Description of the task — Switch "rock" to "stone" in the lines running from the one holding "target | cloudy sky" through the last line, inclusive, and return only those lines with nothing else changed.

Data listing
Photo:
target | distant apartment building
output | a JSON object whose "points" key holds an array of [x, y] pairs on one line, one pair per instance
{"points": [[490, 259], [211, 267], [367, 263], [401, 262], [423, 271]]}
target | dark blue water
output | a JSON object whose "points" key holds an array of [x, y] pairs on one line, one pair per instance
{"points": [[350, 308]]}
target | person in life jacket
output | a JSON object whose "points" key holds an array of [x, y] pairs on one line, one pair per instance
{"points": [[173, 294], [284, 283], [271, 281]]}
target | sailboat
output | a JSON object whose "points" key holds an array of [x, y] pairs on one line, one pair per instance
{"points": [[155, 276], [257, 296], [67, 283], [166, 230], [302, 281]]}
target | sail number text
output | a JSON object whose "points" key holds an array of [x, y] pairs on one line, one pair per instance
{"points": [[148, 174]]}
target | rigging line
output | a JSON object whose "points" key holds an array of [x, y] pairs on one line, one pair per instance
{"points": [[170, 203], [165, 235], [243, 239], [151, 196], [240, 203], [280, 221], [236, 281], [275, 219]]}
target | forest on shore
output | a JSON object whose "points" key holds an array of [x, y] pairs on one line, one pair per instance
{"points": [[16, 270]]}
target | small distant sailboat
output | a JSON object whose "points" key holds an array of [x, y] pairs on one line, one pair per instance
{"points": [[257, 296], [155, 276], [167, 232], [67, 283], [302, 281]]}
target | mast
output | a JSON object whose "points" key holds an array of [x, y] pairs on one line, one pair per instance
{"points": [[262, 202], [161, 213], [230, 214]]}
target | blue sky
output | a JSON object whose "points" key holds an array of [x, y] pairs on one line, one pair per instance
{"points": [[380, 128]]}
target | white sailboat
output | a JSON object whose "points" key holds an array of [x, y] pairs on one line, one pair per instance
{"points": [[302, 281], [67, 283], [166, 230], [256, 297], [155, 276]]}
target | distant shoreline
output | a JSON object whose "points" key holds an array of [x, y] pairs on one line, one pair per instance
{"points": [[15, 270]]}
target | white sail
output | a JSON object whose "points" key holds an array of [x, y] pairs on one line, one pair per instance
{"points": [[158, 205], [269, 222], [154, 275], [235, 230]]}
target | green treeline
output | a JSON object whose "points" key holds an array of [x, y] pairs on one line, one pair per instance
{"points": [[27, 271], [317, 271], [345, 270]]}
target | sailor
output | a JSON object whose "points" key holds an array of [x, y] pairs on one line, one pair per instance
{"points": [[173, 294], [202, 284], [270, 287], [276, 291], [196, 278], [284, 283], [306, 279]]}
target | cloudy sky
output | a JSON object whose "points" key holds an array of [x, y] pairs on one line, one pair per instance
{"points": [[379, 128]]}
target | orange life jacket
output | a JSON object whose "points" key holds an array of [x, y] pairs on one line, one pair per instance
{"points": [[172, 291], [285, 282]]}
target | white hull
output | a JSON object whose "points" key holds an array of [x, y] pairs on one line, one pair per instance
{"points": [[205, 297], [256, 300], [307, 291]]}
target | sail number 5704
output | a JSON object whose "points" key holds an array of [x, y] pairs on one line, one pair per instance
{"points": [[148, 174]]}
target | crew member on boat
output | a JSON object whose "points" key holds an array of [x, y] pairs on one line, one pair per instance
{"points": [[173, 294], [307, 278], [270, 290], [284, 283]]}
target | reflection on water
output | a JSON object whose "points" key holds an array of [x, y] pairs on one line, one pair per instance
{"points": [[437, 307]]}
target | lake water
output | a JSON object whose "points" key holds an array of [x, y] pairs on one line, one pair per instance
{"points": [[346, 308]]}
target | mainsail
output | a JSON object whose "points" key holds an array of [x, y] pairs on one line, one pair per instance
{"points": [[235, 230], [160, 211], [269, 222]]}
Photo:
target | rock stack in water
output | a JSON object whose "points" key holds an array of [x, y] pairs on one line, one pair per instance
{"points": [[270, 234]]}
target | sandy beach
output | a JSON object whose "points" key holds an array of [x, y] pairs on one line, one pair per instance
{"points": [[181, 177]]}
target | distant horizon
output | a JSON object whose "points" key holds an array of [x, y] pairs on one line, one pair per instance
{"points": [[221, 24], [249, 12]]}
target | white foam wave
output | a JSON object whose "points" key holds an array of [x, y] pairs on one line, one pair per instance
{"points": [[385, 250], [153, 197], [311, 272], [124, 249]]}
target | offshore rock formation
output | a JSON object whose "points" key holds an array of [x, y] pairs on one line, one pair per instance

Output —
target | cloudy sky
output | a JSON object whose "points" key holds an array of [x, y] pairs on one line, one pair per instance
{"points": [[379, 128]]}
target | orange life jacket
output | a JSON object whose "points" key holds an array of [x, y] pairs on one line, one pair per instance
{"points": [[172, 291], [285, 282]]}
target | white hull
output | a JSON object whose "points" key holds an array of [x, y] pairs on one line, one pair per instance
{"points": [[205, 297], [256, 300], [307, 291]]}
target | sail number 5704
output | a JSON object whose "points" key holds an array of [x, y] pairs on one line, one pair per instance
{"points": [[148, 174]]}
target | crew member on boat
output | a JSON object whose "points" key holds an array of [x, y] pairs on one line, one pair per instance
{"points": [[173, 294], [307, 278], [270, 290], [284, 283]]}
target | reflection on water
output | a JSON object whose "points" key holds an array of [x, y] pairs on one line, one pair per instance
{"points": [[437, 307]]}
target | lake water
output | a JSON object whose "points" key holds an array of [x, y] pairs on one line, one pair per instance
{"points": [[346, 308]]}
target | mainsail
output | a JSON object whose "points" key holds an array of [x, y] pairs on one line, one pair per instance
{"points": [[235, 230], [160, 211], [269, 222]]}
Photo:
target | stone stack in water
output | a JSON object whose "points" key holds an array of [x, y] pairs on one line, one pair per instance
{"points": [[270, 234]]}
target | sandy beach
output | a JSON object whose "points" key holds an array of [x, y] pairs on one line, one pair per instance
{"points": [[181, 177]]}
target | distant horizon
output | a JSON object whose "points" key holds an array of [x, y] pairs on one line, one pair per instance
{"points": [[221, 24], [249, 12]]}
target | white foam wave
output | a JSON object whose "points" key holds an array of [x, y] pairs on one line, one pair per instance
{"points": [[385, 250], [153, 197], [311, 272], [124, 249]]}
target | offshore stone formation
output | a JSON object whose "points" key holds an array of [x, y] pairs on one line, one pair per instance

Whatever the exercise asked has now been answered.